### WHAT YOU ARE ASKED TO DO
Which lines in the material below contain the word "house"? Locate each one and copy it out in full.
=======
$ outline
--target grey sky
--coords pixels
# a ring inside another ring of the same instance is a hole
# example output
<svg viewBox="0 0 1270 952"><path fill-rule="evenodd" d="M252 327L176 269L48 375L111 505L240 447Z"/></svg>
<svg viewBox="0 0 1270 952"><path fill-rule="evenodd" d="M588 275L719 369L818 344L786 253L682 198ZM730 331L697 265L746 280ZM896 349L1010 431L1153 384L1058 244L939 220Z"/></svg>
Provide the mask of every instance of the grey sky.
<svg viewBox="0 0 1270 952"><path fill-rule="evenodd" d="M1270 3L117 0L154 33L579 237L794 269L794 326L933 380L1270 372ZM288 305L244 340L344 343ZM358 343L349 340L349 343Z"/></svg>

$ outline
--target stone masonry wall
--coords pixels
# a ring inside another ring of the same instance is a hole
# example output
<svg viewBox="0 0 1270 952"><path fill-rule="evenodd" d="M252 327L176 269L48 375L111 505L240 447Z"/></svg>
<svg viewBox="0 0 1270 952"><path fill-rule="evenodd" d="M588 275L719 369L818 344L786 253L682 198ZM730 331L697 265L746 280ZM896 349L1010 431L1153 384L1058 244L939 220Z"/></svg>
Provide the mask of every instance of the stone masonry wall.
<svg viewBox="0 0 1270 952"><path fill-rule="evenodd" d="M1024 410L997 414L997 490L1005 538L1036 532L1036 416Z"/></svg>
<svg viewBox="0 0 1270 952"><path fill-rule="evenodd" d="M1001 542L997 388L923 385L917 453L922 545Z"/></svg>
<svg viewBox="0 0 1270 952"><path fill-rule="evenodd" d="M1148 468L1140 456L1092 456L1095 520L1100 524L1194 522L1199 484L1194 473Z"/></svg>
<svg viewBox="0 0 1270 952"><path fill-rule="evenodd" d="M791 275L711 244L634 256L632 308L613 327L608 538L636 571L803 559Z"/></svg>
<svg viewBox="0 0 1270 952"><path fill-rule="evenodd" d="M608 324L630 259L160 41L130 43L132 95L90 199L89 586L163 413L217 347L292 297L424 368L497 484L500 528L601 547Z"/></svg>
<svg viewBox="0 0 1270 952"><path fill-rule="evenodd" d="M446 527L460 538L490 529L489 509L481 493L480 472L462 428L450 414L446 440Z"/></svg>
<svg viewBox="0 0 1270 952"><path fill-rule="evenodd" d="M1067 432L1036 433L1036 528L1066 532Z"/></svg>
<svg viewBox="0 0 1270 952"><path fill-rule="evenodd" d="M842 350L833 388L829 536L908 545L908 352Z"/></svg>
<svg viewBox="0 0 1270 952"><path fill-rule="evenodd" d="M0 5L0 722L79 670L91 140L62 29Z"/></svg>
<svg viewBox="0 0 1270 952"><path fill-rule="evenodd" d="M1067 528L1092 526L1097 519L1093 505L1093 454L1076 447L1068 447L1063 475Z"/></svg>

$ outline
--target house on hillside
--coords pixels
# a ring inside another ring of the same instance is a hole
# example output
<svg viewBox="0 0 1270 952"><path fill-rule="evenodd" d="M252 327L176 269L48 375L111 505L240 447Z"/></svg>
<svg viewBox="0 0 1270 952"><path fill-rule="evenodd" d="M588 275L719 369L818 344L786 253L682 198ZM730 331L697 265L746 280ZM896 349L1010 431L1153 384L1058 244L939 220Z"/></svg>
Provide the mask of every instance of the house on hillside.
=======
### ANSWER TO THIS EXERCISE
--target house on hillside
Provide the mask of every instance of the house on hillside.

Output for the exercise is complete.